## Instruction
According to the text about Mt Kailash, how long is the pilgrims' circuit, or kora, of the mountain?

## Text shown

In the far west of Tibet is Mt Kailash, the most sacred mountain in Asia, which is venerated by Buddhists, Hindus, Jains and the ancient Bon religion of Tibet. From it flow four great rivers – the Karnali, the Indus, the Sutlej and the Brahmaputra – which drain the vast Tibetan Plateau. It is an important site for Tibetan and Indian pilgrims who make a 53km circuit, or kora, of the mountain. This circumambulation, clockwise for Buddhists and Hindus and anti-clockwise for Bon followers, is said to erase the sins of a lifetime. The mountain itself is 6714m high and with its four sheer walls and snow capped peak is an awe-inspiring sight.
Only 30km from Mt Kailash is another important pilgrimage site, the beautiful and serene Lake Manasarovar. According to mythology it was formed in the mind of Brahma, and Indian and Tibetan pilgrims can also be seen circumambulating this lake, a distance of 90km.
On this trip, we fly from Kathmandu to Lhasa, and spend 3 days visiting the wonderful sights of this fascinating city. We then drive across the wide open spaces of the Tibetan Plateau to Lake Manasarovar, before completing a kora around Mt Kailash. From there, we re-cross the vast arid plains before heading south to the Nepalese border and returning to Kathmandu. This is truly the trip of a lifetime with stunning scenery and cultural highlights.
Today we take the ninety minute flight to Nepalgunj in the far south west of Nepal. It is a busy crowded city which lies close to the Indian border. .
This morning we fly north for about 50 minutes to Simikot, the headquarters of Nepal's most remote district, Humla. After meeting our crew, we set off on our trek, climbing up from the airstrip on a rocky trail past fields of barley and wheat. We ascend a forested ridge above the town of Simikot, before making a long steep descent past Dandaphoya. The trail is then fairly level, through walnut and apricot trees, until we come to the scattered village of Dharapokhari which is divided by the Yakba Khola. .

## Dataset entries
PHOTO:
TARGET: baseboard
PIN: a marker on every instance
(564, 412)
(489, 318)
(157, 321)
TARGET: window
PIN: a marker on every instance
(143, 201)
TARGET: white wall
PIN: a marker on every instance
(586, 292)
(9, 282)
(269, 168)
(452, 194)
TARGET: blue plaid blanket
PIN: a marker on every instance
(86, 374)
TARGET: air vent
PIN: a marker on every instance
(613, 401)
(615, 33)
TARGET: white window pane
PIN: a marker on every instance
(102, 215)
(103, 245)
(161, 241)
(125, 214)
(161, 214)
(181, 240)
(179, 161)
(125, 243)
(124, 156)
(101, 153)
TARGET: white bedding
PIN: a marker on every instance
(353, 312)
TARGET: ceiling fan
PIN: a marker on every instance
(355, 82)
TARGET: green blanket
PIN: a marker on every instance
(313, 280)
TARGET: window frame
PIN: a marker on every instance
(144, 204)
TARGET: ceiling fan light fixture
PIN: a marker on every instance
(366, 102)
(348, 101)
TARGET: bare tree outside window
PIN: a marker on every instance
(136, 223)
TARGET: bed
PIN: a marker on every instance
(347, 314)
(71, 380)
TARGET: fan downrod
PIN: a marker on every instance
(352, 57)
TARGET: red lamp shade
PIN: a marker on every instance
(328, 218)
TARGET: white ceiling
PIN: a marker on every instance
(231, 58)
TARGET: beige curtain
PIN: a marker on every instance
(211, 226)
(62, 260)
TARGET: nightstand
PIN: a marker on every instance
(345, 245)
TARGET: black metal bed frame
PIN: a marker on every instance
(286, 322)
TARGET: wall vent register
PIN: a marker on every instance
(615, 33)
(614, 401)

## Solution to the problem
53km